## WORK TO COMPLETE
Please put the part of the entries below that opens with the line containing "Indicate the iron" and closes with the line containing "pixel 50 52" into a numbered list, leaving out blank lines. List only those lines.

## DATASET ENTRIES
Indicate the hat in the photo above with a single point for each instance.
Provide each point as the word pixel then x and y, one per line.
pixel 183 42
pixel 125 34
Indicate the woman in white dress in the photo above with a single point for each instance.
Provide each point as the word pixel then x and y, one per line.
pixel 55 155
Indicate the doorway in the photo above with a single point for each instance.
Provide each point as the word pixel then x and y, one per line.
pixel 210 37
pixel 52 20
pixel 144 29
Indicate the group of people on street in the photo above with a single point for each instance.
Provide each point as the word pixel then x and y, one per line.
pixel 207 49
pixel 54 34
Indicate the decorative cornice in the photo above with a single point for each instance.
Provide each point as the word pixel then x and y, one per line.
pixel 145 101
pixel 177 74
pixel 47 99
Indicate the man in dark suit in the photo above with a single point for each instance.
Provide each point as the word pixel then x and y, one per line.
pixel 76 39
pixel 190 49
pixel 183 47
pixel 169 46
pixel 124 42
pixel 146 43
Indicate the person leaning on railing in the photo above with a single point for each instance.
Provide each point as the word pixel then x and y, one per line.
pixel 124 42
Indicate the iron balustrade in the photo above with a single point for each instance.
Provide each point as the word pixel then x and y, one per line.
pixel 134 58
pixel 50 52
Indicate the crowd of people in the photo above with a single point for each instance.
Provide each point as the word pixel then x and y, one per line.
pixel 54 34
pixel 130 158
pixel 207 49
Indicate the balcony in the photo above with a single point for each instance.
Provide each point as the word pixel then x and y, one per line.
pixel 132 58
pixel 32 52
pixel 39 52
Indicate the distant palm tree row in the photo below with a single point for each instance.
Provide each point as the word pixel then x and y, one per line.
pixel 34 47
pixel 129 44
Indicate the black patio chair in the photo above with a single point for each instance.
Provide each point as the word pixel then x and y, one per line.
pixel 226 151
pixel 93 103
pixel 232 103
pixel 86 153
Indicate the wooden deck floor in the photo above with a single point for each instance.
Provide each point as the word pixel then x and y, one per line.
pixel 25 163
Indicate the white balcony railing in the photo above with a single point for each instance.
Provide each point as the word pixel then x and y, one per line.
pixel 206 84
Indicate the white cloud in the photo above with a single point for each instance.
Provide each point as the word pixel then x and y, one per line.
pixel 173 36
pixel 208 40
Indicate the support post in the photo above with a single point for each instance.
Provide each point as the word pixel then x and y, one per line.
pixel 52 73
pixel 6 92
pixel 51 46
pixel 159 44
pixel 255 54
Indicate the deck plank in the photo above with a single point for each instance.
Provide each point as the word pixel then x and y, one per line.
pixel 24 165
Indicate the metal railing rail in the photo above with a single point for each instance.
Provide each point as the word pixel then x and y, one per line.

## ANSWER BELOW
1. Indicate the iron balustrade in the photo above with a single point for each instance.
2. Provide each point as the word pixel then x and y, one per line.
3. pixel 134 58
4. pixel 50 52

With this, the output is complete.